▶ _Problem to work on_
What is the first step listed for creating a Map in the Litmaps storytelling article?

▶ _Selected passage_

####################

Communicating your research to collaborators or stakeholders can be tough. Learn how to use Maps as an effective storytelling method.

Digl Dixon avatar
Written by Digl Dixon
Updated over a week ago

Telling a clear and engaging research story helps readers quickly understand the context of a new piece of research, and thus its impact. Before even starting a new research project, you seek to understand how your proposed work will fit into the broader research landscape. Quickly communicating the context of your work and your research story is one of the key uses of Litmaps Maps.

Traditionally, you may send a rough list of papers to a potential collaborator in order to give them the background of a proposed topic. This takes time for both yourself and your collaborators to sift through the papers one by one, to find the common threads that connect them to each other and your research. Maps simplify this process by letting you create a visualisation of these connected papers in no time, and to seamlessly share them with collaborators. Your peers can even alter the Map, adding in their own papers and sharing it back to you — letting you both grow your research story together.

Using Map to visualise your research story

Here, we outline the steps on how to use the Litmaps Map tool to visualise papers. By adjusting and interacting with the visualisation, you can quickly identify how your research fits into the literature landscape. The resulting visualisation lets you quickly communicate to other potential collaborators the broader idea behind a given research project.

Setting up your Map

Here are the steps to create a Map:

  1. Click “New Map”

####################

▶ _Dataset content_
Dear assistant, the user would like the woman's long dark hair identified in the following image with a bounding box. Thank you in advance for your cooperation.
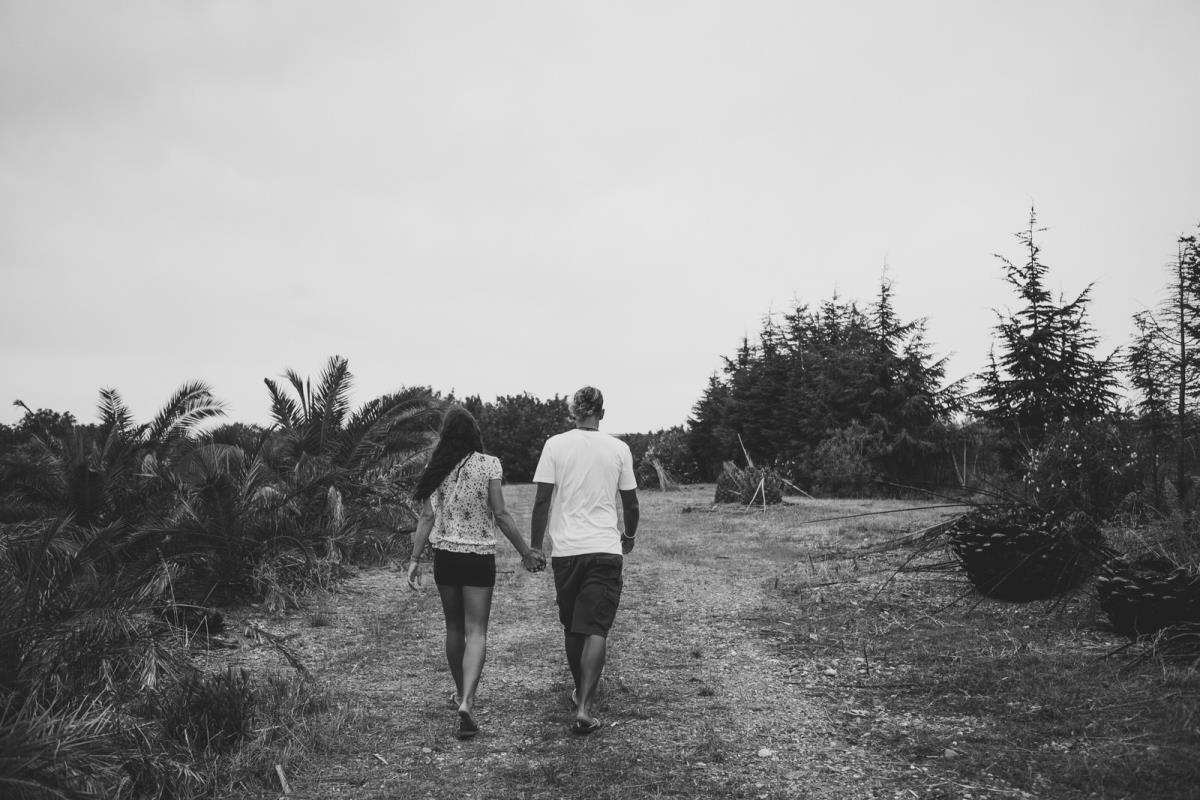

####################

▶ _Solution for this problem_
Click "New Map."